**Text excerpt:**
..............................

Begin
On 2006-04-29, range wrote:
> On 29 Apr 2006 06:21:09 GMT, jpd
> wrote:
>>Begin
>>On 2006-04-22, Range wrote:
>>> I want to setup a e-news server,
>>
>>A what?
>
> maybe I should call it e-paper service?
>
> I want to choice a more perference collocation with MTA & List server
I think the term ``newsletter'' would fit the bill, from what limited
information you've given.
A note though: Due to excessive spam and so on, running a mail
exploder like that means that you will have to be extremely careful
and scrupulous on how you handle the list of subscribers. Fail even in
minor ways and you quickly are labeled ``spammer'', end up on various
blacklists, get shunned everywhere except on bulletproof spam friendly
hosters that in turn are blacklisted on the router level at many sites
in the rest of the internet[1], and so on.
Do never let marketing or sales run rampant on such a list. Don't
outsource it, but care for it like both the trade secret and the privacy
sensitive information that it is. And be prepared to handle abuse
reports, including abusive ones.
> I hope can use less time and bandwidth to
> send the e-paper to all subscribers.
Do look up the features SMTP has for saving bandwidth. Most of the time,
you can just let your MTA do its thing. You still need to configure it
properly, of course.
> I just think if I can send one mail to destination mail server then
> deploy there,that i will economy a lot resource.
Not necessairily, as you're effectively putting a box in the chain that
merely passes the mail+entire receivers list through to another, and
by the naming you proposed, putting in some unnecesairy configuration
trickery. The simpler option is usually to send the mail directly to the
box that will ``explode'' the list.

..............................

**Stored records:**
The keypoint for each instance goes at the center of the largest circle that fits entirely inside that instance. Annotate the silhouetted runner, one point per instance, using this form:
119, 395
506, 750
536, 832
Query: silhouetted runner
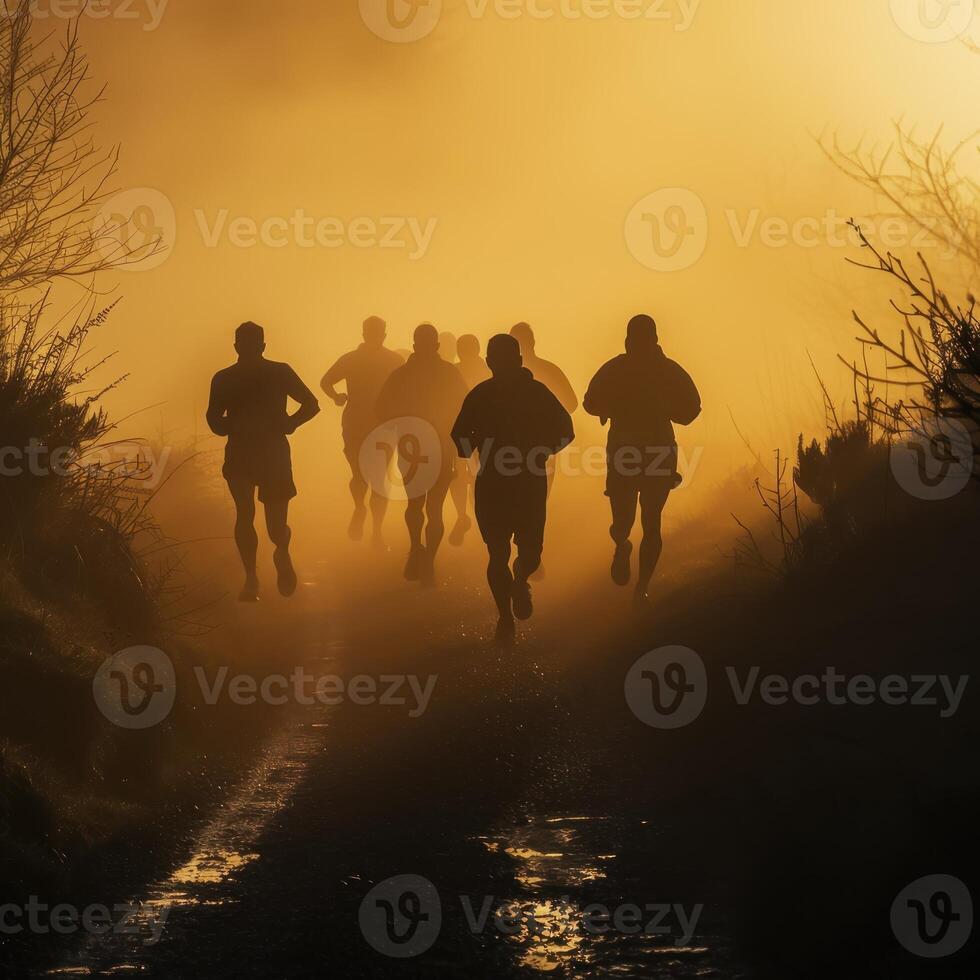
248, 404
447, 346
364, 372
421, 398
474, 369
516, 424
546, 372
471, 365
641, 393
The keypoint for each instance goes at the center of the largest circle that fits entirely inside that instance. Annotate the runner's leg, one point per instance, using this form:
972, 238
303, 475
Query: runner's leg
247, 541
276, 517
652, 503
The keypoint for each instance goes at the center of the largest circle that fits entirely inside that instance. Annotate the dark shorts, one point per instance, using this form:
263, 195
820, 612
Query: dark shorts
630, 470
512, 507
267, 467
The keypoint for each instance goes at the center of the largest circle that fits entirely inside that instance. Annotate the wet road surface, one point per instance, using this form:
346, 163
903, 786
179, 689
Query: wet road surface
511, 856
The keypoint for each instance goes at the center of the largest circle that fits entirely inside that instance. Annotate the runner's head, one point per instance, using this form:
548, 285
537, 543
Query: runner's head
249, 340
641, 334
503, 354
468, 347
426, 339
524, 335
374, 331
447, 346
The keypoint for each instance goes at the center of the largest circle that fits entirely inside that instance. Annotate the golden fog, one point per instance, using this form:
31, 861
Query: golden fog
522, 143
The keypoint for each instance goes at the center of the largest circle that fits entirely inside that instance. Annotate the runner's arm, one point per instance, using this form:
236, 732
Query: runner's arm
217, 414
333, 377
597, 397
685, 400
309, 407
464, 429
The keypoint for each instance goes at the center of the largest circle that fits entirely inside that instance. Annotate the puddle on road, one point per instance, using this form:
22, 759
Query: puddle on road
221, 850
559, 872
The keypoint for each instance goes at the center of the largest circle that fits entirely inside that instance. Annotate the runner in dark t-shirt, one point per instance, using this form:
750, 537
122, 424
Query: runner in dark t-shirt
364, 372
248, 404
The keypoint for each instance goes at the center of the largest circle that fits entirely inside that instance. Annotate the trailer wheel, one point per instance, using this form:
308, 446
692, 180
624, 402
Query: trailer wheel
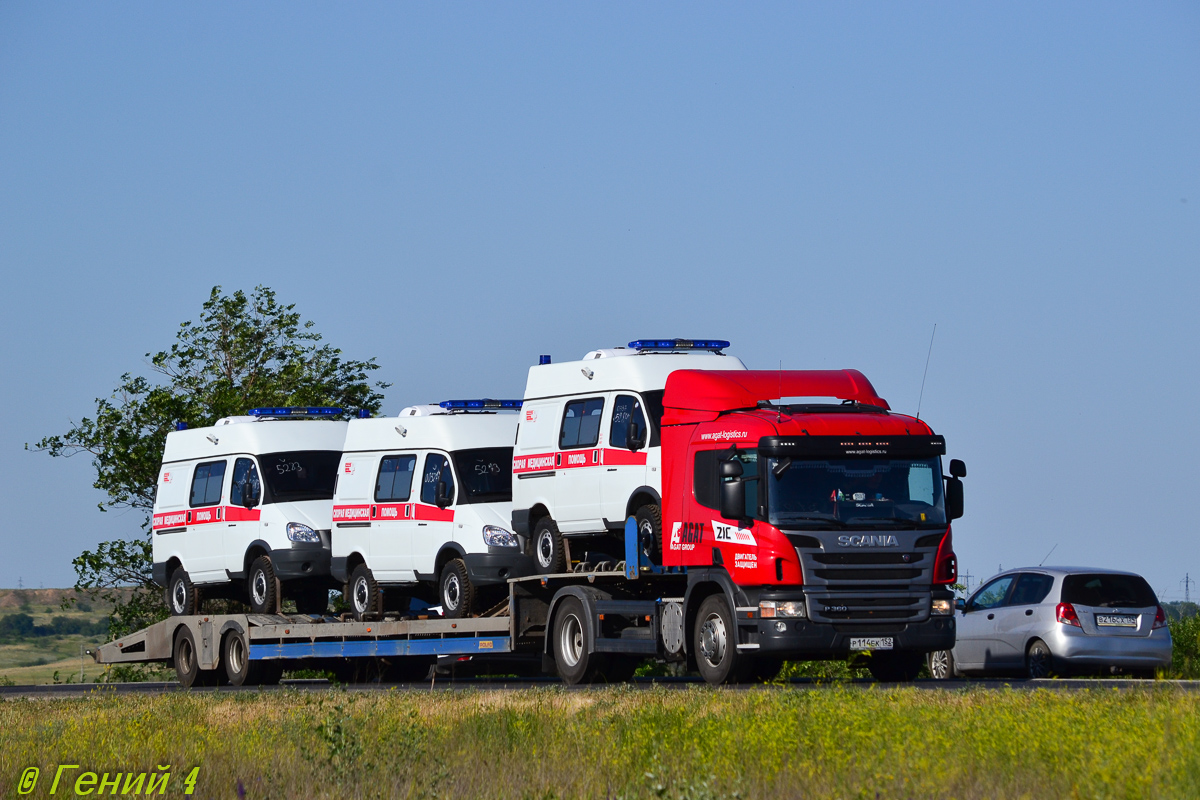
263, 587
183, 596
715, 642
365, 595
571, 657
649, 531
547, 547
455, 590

..............................

**Challenges:**
a: Answer these questions about the mailing-list discussion, marking each answer (i), (ii), (iii):
(i) What term does the reply say would fit the bill for the proposed service?
(ii) Which two groups should never be allowed to run rampant on such a list?
(iii) According to the reply, what is usually the simpler option?
b: Show every line of the entries that contains the string "Query", matching case exactly.

**Per-task answers:**
a:
(i) "newsletter"
(ii) Marketing and sales
(iii) Sending the mail directly to the box that will "explode" the list

b:
Query: silhouetted runner
Query: runner's leg
Query: dark shorts
Query: wet road surface
Query: runner's head
Query: golden fog
Query: runner's arm
Query: puddle on road
Query: runner in dark t-shirt
Query: trailer wheel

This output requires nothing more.